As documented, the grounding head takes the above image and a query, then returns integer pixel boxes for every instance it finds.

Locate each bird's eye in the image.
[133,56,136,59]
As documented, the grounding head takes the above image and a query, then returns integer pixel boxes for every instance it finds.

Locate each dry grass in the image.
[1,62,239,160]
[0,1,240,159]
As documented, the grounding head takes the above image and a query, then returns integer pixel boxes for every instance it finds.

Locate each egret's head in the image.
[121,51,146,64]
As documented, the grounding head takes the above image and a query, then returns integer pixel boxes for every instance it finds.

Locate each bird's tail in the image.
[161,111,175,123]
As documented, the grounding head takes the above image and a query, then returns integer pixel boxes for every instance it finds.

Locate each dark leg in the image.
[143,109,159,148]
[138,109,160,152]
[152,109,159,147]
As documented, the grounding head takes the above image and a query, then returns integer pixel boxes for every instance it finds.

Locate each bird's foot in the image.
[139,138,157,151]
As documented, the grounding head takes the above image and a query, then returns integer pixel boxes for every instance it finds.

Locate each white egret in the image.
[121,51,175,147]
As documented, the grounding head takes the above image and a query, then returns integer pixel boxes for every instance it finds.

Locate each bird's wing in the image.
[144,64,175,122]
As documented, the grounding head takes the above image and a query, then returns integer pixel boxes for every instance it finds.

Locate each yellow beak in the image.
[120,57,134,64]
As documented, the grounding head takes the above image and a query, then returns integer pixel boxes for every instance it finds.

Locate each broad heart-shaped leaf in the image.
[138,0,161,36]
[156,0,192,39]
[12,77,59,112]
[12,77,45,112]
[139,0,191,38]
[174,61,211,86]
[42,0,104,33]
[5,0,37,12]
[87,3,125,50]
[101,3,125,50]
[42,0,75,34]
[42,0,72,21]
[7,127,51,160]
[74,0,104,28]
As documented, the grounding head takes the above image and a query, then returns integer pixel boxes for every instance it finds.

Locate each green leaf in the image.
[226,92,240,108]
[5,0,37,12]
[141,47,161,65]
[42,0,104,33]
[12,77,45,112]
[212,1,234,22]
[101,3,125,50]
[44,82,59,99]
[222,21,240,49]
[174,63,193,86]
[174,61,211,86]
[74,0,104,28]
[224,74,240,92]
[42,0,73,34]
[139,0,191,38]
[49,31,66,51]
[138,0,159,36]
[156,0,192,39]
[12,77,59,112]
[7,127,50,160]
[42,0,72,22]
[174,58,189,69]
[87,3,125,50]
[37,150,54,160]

What is being asked:
Please output the listing in full, exactly as it was given above.

Result for this exercise:
As documented, the grounding head takes the above image and a query, then returns integer pixel boxes for every instance it finds.

Locate each bird's eye in the image.
[133,56,136,59]
As documented, the grounding head takes the above image and a query, then returns integer pixel boxes for every instance it finds.

Locate each dry grass in the image.
[1,62,239,160]
[0,1,240,159]
As documented, the grounding head takes the above image and a query, then returns integer pixel boxes for every instance it finds.

Locate each egret's head in the image.
[121,51,146,64]
As documented, the grounding head takes the above image and a query, then returns integer pixel boxes for every instance it finds.

Locate each bird's tail in the image.
[161,111,175,123]
As documented, the grounding head takes the above image and a query, then returns integer pixel boxes for every instance it finds.

Locate each dark leg in the image.
[143,109,159,148]
[138,109,160,152]
[152,109,159,147]
As documented, the grounding head takes the above image and a query, then returns integer pixel boxes for every instance it finds.

Locate each bird's foot in the image.
[139,138,157,151]
As documented, the grounding head takes the above image and a query, then returns integer pixel boxes for every instance it finds.

Locate each white egret in the image.
[121,51,175,147]
As documented, the grounding head takes the above image and a query, then returns integer pixel boxes for every instance it finds.

Locate each bird's wing in the image.
[144,64,175,122]
As documented, the grounding head takes the above image and a query, then returns integer pixel boxes for every instance it finds.

Locate each yellow beak in the image.
[120,57,134,64]
As documented, the grounding head takes the above image and a query, then returns integer pixel boxes for every instance it finds.

Locate each broad heart-shaped leaf in the image.
[138,0,161,36]
[156,0,192,39]
[12,77,59,112]
[12,77,45,112]
[139,0,191,38]
[174,61,211,86]
[42,0,104,33]
[5,0,37,12]
[87,3,125,50]
[101,3,125,50]
[42,0,75,34]
[42,0,72,21]
[7,127,51,160]
[74,0,104,28]
As documented, the grounding head takes the above image and a query, then returns integer pixel boxes for every instance it finds.

Locate each green leaf in the image.
[226,92,240,108]
[5,0,37,12]
[141,47,161,65]
[42,0,104,33]
[12,77,45,112]
[212,1,234,22]
[101,3,125,50]
[44,82,59,99]
[222,21,240,49]
[174,63,193,86]
[174,61,211,86]
[74,0,104,28]
[224,74,240,92]
[42,0,73,34]
[139,0,191,38]
[49,31,66,51]
[138,0,159,36]
[156,0,192,39]
[12,77,59,112]
[7,127,50,160]
[42,0,72,22]
[174,58,189,69]
[87,3,125,50]
[37,150,54,160]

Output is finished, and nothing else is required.